### REQUIRED ACTIONS
**A.** In the passage about Ian Read's remarks on drug costs, which Pfizer product did insurance companies refuse to cover?
**B.** Extend the passage about Ian Read's remarks on drug costs, picking up right after its final sentence.

### TEXT PASSAGE

_ _ _ _ _

CEO of Pfizer www.pfizer.com Ian Read D.C., speaking at the National Press Club on March 23, 2017 in Washington D.C, acknowledged that patients today face and deal with co-pays and high deductibles. However, consumers really need to understand the issues and problems involving payment for prescription drugs from insurance.
As Read explained, “The costs to produce and bring safe effective drugs to market are out of the reach of most individual pockets. He said, “It is important when it comes to health that each individual should have insurance that covers diseases like cancer or rheumatoid arthritis without having to bear the majority of the expense which can include the high cost of prescriptions.”
He added, “One of the biggest problems is that benefit designs are constructed to avoid sick patients. For instance, previous to the Affordable Care Act, Pfizer had a product called Chantix, which helps people stop smoking.”
He told the attendees, “Insurance companies wouldn’t cover Chantix, since they don’t want smokers on their insurance rolls, as they are a bad risk. As a result, Pfizer had great difficulty getting Chantix in the insurance system.”

_ _ _ _ _

### DATA UNDER STUDY

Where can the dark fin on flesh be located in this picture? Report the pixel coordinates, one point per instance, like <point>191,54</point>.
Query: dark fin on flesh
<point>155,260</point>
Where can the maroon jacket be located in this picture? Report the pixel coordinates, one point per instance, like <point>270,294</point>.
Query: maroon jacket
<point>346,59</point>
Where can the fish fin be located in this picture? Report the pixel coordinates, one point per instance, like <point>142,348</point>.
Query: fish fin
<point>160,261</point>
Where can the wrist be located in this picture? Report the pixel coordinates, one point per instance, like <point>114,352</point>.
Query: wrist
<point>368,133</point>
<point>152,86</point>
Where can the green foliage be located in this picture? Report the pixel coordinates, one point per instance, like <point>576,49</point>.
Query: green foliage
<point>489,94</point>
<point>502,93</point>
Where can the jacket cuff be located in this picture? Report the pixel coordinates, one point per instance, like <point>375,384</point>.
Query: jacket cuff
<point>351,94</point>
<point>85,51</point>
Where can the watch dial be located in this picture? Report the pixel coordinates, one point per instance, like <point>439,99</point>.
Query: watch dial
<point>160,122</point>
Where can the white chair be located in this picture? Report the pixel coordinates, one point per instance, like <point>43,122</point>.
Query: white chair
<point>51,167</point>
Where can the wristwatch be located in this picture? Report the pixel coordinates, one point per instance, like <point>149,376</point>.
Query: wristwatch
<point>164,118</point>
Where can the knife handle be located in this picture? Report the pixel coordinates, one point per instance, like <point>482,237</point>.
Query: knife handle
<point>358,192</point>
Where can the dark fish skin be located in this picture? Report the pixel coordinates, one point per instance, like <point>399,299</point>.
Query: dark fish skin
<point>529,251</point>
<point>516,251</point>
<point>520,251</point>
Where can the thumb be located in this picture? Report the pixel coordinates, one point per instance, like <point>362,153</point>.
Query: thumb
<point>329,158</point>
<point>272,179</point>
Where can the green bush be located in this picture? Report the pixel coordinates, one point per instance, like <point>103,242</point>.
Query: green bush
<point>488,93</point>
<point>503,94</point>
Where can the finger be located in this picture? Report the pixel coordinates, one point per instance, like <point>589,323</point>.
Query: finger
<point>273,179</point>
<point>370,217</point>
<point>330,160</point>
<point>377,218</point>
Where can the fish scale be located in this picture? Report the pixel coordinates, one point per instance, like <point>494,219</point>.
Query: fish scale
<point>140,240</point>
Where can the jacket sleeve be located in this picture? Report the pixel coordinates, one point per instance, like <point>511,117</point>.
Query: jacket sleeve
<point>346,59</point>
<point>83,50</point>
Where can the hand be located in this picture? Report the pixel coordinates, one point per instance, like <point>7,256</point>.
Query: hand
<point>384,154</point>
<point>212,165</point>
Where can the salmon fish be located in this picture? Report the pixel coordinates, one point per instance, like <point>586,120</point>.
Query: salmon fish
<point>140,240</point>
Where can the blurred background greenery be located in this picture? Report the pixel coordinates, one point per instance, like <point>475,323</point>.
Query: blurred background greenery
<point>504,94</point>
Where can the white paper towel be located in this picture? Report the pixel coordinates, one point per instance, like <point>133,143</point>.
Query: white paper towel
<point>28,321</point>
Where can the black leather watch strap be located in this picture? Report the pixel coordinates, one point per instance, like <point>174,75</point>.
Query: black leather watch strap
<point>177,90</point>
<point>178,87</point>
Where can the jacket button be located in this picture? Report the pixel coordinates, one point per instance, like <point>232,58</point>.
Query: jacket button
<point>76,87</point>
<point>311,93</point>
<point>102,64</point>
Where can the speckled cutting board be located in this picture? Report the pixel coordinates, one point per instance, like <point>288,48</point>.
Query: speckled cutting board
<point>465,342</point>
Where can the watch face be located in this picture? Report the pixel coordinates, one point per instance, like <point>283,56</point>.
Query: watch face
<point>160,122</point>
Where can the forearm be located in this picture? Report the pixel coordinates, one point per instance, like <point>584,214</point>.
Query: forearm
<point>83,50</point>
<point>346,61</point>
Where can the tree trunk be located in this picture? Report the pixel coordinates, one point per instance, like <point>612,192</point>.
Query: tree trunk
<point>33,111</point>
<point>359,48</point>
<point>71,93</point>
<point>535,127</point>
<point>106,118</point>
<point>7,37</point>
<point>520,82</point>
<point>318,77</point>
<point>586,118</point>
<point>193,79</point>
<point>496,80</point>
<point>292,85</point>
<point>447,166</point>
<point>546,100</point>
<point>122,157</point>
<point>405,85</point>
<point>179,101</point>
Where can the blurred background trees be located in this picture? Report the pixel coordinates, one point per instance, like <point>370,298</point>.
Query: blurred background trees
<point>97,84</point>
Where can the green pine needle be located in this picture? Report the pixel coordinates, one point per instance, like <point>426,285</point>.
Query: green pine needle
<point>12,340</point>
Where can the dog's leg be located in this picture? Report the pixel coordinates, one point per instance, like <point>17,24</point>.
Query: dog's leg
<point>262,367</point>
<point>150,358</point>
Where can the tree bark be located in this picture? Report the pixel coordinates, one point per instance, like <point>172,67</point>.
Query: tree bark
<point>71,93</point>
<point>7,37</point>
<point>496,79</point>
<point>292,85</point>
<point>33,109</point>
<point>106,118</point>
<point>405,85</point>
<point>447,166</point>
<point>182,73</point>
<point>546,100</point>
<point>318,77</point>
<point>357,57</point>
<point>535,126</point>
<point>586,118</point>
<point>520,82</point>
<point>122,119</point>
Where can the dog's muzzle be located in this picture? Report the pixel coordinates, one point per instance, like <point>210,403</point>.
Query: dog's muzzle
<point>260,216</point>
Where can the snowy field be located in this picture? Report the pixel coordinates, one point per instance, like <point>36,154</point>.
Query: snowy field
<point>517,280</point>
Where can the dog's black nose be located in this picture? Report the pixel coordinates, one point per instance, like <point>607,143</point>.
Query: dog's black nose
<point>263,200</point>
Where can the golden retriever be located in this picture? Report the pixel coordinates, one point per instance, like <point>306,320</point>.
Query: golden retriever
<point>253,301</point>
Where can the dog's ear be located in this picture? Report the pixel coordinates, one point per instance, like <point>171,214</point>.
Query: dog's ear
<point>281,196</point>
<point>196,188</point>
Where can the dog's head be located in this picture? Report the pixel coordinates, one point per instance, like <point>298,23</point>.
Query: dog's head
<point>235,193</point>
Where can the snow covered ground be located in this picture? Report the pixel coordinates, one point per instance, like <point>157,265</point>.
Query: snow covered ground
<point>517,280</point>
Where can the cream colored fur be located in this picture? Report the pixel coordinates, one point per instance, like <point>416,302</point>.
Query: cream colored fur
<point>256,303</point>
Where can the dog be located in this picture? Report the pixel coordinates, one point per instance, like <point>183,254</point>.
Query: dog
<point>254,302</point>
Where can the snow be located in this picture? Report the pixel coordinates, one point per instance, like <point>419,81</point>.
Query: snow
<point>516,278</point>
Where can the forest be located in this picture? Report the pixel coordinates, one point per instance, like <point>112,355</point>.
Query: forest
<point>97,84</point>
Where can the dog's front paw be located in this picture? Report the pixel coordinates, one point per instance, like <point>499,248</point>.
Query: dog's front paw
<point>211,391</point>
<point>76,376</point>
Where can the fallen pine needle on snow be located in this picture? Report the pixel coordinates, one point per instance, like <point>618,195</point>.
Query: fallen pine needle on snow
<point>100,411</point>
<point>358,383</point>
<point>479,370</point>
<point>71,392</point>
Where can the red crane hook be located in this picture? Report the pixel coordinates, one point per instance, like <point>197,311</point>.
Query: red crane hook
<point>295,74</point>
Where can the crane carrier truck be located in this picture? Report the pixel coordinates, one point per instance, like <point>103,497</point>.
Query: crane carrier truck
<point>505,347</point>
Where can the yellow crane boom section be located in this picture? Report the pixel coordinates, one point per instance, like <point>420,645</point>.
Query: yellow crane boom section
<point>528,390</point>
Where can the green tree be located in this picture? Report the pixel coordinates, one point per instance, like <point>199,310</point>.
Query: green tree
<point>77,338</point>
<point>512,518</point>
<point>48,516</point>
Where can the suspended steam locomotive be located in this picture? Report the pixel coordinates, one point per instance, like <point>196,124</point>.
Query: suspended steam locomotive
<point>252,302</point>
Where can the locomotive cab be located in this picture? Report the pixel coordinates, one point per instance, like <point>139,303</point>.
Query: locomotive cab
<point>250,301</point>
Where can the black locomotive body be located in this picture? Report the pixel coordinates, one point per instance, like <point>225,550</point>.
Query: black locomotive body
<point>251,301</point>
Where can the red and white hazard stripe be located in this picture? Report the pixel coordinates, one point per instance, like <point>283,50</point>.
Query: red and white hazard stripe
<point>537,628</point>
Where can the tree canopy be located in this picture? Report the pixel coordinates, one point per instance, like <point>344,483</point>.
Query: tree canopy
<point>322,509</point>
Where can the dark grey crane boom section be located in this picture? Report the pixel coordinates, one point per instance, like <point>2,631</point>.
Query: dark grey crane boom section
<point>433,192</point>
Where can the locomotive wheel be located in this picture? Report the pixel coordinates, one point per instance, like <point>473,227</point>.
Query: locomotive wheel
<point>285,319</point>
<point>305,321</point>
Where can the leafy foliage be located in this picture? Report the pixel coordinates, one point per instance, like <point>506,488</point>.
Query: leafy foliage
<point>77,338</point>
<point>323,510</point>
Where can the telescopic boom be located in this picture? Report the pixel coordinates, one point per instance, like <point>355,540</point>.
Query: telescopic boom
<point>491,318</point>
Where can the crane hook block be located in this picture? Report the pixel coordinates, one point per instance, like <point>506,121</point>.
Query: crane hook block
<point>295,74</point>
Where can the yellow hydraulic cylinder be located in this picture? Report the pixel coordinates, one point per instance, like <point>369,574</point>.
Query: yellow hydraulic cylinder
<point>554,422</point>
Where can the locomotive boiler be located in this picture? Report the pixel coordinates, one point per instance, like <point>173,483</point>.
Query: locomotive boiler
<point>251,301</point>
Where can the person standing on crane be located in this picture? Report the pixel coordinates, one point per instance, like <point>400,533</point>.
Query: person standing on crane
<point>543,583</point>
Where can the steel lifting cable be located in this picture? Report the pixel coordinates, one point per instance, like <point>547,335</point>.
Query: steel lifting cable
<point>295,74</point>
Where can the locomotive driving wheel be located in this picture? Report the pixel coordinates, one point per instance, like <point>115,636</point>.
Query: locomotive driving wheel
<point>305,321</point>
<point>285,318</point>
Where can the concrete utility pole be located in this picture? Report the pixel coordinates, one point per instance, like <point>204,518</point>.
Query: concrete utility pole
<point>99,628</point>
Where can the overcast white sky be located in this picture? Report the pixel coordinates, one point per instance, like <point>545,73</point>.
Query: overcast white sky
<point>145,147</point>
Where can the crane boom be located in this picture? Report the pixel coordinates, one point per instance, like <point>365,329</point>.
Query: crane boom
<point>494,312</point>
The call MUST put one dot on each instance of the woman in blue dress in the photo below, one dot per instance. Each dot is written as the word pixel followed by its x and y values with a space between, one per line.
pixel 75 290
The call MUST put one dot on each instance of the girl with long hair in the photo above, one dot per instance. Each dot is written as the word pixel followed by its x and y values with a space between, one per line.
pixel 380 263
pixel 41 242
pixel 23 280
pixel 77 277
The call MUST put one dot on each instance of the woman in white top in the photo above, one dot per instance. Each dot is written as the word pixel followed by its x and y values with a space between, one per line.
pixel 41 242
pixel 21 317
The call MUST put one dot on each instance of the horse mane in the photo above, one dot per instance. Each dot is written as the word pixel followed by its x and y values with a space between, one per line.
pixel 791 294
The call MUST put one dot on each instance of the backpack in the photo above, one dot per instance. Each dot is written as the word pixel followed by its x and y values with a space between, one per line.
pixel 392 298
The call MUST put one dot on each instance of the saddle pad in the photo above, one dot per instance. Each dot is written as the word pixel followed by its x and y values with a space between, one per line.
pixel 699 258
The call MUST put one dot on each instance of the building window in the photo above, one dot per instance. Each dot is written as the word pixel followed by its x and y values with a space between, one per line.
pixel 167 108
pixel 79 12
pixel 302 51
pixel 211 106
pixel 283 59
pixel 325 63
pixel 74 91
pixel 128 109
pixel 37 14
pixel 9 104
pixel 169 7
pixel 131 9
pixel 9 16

_ _ _ _ _

### ANSWERS TO EACH TASK
**A.** Chantix, a product that helps people stop smoking.

**B.**
As to the cost of drugs, he said “What would really bring down prices of drugs is if the FDA would speed up approvals and we could get drugs to market in less than 15 years. Plus, if we had a regulatory system that encouraged innovation, we could bring lots more drugs to market which would increase competition and the end result would be lower prices.”
Read was asked “What is Pfizer doing to control the misuse and excessive prescription of its highly profitable opioids?
Read pointed out, “Pfizer produces opioids because they are an extremely important part of the healthcare system for people who need to deal with chronic pain. Pfizer has a product naloxone, which can rescue people from an overdose and is available at $11 for one treatment which is quite reasonable. Pfizer has also given a million dollars and a million doses of naloxone to the states ravaged by opioid addiction.”
Read summed up his thoughts on how to move medical care forward in the future. First we need to provide all patients with access to quality healthcare coverage that includes access to cost-effective medicines and comprehensive care for diseases like cancer.
Secondly, we need to have incentives for prevention-based healthcare that reward people for good health and provide financial incentives to enable providers to manage risk and encourage prevention.
Next, we need to base our solutions on competitive market principles and get the right incentives for the whole healthcare sector in the right place specifically for the pharmaceutical industry in terms of increasing public and private funding.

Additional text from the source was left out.